> Requirement
Select and copy each line in the items below that contains the word "hood". Matches must have the same uppercase and lowercase letters.

> Point annotations for photos
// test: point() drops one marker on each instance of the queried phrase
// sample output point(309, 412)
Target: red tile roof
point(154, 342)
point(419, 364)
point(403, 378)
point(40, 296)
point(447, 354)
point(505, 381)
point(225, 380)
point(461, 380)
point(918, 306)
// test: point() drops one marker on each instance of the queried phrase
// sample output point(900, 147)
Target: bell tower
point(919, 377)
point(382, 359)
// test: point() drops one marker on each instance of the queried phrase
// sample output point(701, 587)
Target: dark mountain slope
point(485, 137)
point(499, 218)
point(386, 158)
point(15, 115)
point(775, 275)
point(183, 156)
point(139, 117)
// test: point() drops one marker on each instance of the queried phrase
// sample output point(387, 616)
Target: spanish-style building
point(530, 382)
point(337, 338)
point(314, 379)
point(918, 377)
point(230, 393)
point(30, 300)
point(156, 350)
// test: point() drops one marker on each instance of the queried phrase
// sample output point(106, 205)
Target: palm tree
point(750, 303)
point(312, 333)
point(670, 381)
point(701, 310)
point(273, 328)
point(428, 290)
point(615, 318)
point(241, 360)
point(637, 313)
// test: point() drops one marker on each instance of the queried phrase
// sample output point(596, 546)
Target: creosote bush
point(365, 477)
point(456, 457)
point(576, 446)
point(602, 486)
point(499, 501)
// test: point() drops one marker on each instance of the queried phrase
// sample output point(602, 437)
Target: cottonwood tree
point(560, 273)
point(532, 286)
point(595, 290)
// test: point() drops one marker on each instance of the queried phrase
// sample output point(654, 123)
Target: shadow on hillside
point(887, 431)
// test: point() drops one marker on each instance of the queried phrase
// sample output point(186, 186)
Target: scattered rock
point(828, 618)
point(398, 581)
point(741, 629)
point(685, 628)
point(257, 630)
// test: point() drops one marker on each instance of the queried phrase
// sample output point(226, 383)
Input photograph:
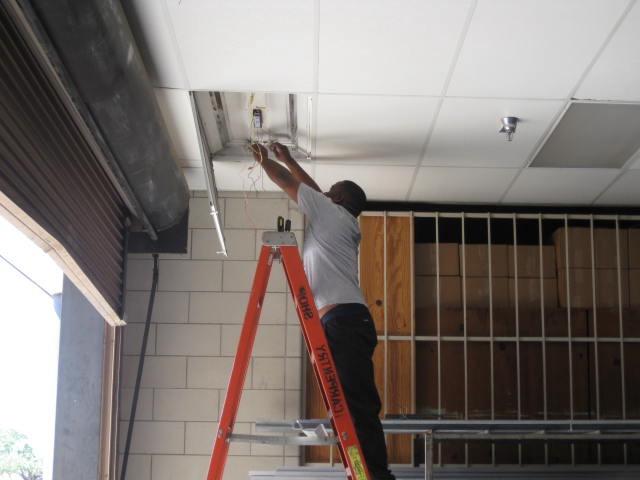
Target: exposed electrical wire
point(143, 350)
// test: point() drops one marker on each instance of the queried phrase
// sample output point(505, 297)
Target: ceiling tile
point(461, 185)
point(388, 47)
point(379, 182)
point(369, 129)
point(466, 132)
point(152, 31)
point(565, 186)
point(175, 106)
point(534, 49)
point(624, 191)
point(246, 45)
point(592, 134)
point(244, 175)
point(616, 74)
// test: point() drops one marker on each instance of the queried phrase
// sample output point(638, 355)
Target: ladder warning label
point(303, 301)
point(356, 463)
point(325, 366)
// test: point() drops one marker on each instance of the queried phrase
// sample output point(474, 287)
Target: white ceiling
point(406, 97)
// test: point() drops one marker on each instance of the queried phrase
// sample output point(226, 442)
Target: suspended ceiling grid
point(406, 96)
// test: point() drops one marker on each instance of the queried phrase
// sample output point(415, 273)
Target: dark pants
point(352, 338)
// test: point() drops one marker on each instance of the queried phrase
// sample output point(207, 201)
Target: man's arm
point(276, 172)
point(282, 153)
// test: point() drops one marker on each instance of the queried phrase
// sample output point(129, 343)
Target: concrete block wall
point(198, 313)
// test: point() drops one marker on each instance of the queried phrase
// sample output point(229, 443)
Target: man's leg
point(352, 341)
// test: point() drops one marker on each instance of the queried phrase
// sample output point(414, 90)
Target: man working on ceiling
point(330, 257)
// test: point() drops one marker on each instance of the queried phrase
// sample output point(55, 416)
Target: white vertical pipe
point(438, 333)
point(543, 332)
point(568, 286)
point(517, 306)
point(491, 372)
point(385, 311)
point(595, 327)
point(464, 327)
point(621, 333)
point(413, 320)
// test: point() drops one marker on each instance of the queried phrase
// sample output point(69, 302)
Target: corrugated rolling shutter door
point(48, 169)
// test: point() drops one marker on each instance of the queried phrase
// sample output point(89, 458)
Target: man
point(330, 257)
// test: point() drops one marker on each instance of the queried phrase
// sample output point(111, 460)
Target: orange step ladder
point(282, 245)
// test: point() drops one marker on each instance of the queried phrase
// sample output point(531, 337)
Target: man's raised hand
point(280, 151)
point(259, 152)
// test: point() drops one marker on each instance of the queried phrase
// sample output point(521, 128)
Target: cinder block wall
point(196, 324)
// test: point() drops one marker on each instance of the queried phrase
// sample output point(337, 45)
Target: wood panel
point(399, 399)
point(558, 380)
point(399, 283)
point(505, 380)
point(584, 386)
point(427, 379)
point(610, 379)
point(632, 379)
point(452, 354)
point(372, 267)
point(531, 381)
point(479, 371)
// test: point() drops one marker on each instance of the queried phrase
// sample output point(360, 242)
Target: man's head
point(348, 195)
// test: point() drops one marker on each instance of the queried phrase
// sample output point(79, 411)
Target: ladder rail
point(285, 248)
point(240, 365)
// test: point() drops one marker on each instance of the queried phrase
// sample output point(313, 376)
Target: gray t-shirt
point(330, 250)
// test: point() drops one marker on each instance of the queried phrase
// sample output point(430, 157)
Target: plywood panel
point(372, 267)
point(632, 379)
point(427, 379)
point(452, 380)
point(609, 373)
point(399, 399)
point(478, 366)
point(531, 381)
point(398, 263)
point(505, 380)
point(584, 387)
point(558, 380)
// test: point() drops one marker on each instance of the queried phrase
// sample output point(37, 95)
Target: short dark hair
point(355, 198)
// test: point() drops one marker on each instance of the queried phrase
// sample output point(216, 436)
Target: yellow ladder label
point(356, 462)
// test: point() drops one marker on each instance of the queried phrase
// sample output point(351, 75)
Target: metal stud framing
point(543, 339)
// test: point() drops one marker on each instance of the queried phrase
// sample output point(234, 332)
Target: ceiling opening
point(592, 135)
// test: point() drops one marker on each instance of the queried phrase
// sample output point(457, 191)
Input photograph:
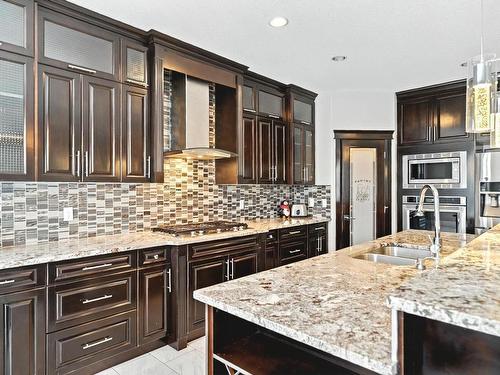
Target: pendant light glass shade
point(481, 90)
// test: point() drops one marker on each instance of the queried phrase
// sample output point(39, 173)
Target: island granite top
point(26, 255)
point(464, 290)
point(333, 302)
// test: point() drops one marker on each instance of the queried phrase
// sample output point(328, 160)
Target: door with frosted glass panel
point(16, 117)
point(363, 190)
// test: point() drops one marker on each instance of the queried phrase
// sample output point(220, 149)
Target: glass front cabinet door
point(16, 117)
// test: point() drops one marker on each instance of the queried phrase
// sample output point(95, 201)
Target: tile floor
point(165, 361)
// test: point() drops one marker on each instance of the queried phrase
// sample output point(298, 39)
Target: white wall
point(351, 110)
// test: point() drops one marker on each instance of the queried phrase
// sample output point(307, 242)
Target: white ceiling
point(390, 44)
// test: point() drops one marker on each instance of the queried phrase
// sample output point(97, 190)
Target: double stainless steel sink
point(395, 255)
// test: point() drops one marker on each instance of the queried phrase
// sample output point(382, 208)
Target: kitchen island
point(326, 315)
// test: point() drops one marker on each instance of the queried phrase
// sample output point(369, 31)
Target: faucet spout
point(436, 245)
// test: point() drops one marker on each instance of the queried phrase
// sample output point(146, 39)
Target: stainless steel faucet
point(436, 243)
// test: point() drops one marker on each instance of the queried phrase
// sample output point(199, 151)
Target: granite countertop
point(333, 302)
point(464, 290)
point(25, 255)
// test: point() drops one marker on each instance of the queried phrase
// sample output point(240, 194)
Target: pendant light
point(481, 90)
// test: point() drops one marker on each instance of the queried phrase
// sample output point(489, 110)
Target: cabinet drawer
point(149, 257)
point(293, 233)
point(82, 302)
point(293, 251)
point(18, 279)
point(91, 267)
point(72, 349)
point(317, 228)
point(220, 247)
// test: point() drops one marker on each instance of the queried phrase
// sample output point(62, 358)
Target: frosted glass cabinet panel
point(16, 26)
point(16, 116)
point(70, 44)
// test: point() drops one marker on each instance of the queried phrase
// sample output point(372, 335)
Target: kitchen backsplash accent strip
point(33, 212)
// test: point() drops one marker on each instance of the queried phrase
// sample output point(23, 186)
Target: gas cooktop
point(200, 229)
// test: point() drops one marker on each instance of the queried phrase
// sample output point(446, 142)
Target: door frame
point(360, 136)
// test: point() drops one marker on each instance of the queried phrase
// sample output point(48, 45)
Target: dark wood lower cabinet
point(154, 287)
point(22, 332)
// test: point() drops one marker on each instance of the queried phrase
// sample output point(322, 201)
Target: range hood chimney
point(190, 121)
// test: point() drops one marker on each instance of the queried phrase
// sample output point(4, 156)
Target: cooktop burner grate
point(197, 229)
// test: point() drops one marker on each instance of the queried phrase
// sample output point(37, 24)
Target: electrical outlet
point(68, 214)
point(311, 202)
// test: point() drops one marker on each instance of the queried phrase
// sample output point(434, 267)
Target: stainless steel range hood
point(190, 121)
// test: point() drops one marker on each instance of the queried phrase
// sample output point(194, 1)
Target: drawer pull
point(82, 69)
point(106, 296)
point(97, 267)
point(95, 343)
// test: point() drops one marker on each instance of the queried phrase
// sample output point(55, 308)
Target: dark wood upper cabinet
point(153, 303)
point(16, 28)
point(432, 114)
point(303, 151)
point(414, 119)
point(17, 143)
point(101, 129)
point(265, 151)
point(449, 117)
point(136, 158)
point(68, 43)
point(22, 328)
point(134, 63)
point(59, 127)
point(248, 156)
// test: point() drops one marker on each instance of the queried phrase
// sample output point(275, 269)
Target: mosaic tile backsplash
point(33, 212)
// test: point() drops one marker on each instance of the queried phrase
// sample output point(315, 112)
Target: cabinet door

> Answer in full
Target: range hood chimney
Target: stainless steel range hood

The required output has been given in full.